Extracted information:
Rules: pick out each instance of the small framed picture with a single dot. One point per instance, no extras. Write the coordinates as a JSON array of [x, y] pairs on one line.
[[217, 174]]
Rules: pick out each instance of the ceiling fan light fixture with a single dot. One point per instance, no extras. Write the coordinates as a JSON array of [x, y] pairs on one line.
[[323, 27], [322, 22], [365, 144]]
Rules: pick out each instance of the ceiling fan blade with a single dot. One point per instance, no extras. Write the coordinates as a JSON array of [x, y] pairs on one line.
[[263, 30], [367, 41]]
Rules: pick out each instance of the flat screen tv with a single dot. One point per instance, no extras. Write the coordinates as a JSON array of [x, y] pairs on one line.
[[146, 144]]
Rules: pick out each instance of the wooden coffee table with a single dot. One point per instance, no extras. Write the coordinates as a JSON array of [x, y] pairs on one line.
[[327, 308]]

--

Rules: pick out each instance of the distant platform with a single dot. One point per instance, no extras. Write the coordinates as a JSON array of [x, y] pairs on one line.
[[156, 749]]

==

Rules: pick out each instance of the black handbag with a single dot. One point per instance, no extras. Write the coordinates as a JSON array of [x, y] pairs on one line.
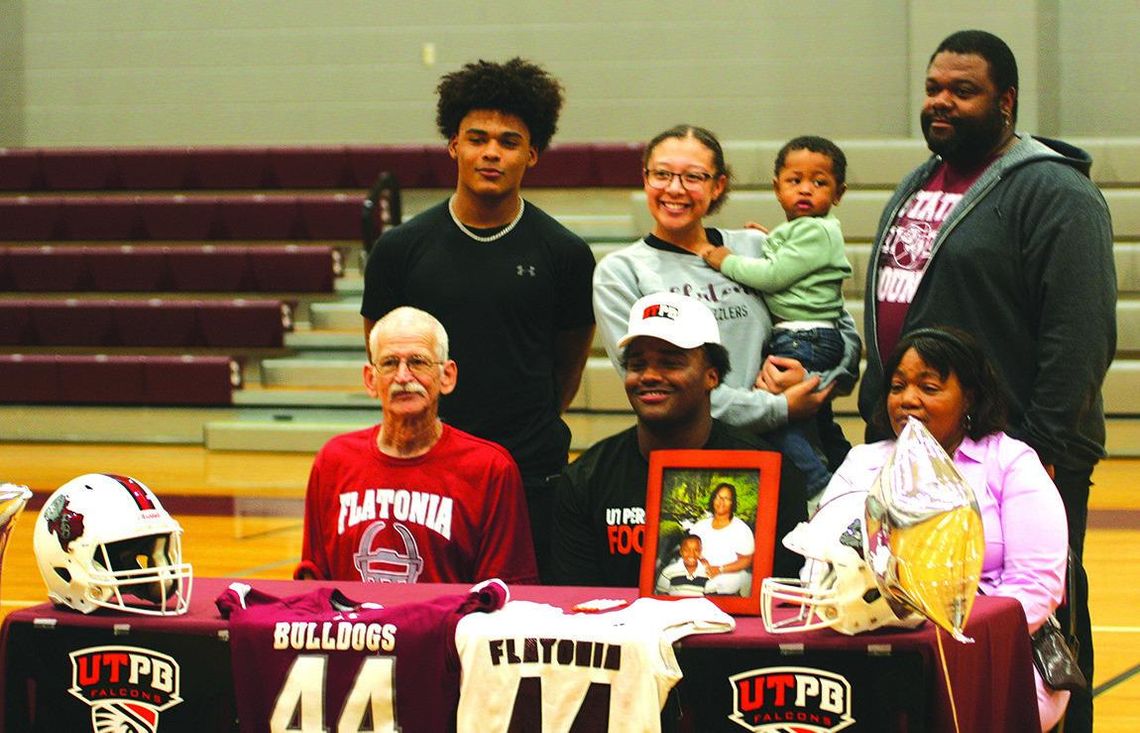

To do: Please convert the lines above, starting at the one containing "Rules: pick out each instance of the ceiling fan blade" and ending at the one containing "[[263, 30], [367, 41]]", into a Markdown table with the columns No. and Text, one row per line and blank lines omitted.

Exercise response:
| No. | Text |
|---|---|
| 1 | Rules: pick out each instance of the ceiling fan blade with a single dot. One point per instance, no extras. Write the coordinates as a JSON array of [x, y] pairs on one line. |
| 2 | [[263, 30], [367, 41]] |